OCGA § 15-11-310(a) provides that a court considering termination of parental
rights must first determine whether at least one of five statutory grounds for
termination has been met. Here, the trial court terminated the mother’s rights under
OCGA § 15-11-310(a)(5), which provides that a ground for termination exists when:
A child is a dependent child due to lack of proper parental care or
control by his or her parent, reasonable efforts to remedy the
circumstances have been unsuccessful or were not required, such cause
of dependency is likely to continue or will not likely be remedied, and
the continued dependency will cause or is likely to cause serious
physical, mental, emotional, or moral harm to such child.

_WHAT TO WORK ON_
- A) Print the stretch of the statutory passage from "OCGA § 15-11-310(a) provides" through "to such child.".
- B) Under which subsection of OCGA § 15-11-310 did the trial court terminate the mother's rights, according to the statutory passage?
The rows that follow were drawn from a separate source.

Collected data entries
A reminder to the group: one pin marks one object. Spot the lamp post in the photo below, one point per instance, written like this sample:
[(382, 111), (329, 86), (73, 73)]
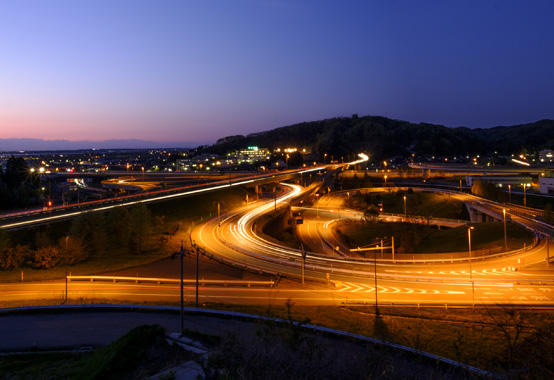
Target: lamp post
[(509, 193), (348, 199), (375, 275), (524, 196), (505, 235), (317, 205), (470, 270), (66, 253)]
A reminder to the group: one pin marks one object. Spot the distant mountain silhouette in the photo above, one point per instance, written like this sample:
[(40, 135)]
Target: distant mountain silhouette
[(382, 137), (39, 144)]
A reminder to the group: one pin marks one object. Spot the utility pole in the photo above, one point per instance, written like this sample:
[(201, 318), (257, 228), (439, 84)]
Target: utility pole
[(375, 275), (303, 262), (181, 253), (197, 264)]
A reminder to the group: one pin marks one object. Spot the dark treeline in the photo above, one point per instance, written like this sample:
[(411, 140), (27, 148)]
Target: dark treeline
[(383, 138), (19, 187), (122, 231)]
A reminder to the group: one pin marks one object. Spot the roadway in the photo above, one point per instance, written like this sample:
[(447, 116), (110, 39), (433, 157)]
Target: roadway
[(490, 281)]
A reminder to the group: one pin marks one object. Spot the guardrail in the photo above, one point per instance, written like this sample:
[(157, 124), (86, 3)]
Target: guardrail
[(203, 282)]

_ANSWERS TO THE PROBLEMS_
- A)
OCGA § 15-11-310(a) provides that a court considering termination of parental
rights must first determine whether at least one of five statutory grounds for
termination has been met. Here, the trial court terminated the mother’s rights under
OCGA § 15-11-310(a)(5), which provides that a ground for termination exists when:
A child is a dependent child due to lack of proper parental care or
control by his or her parent, reasonable efforts to remedy the
circumstances have been unsuccessful or were not required, such cause
of dependency is likely to continue or will not likely be remedied, and
the continued dependency will cause or is likely to cause serious
physical, mental, emotional, or moral harm to such child.

- B) OCGA § 15-11-310(a)(5).